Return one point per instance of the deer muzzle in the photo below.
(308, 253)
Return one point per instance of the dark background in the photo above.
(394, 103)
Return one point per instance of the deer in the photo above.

_ _ _ _ _ _ _

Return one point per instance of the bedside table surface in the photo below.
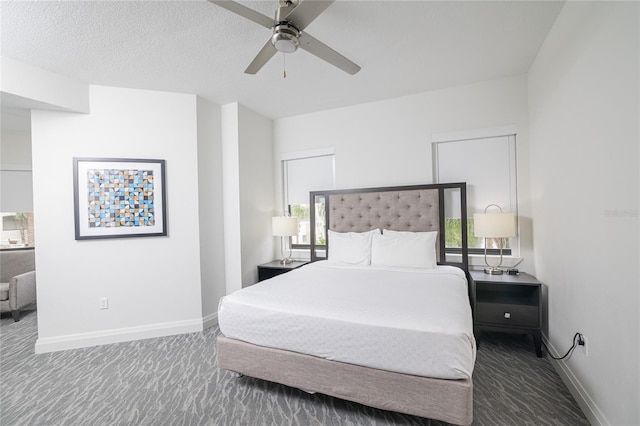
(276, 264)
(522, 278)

_ _ _ _ _ _ _

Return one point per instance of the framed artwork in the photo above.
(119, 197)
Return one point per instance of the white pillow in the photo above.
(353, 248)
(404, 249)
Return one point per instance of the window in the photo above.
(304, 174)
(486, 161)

_ _ _ _ _ _ _

과제 내용 —
위 자료에서 "Return one point per instance of the dark" 문구가 들어 있는 줄에서 시작해 "Return one point per instance of the deer in" 문구가 들어 있는 줄까지, 양 끝 줄을 포함해 모든 줄을 빠짐없이 다시 적으세요. 그 부분의 좌표는 숫자마다 101씩 이동시켜 적으세요.

답변 —
Return one point per instance of the dark background in the photo above.
(495, 204)
Return one point per instance of the deer in the photo above.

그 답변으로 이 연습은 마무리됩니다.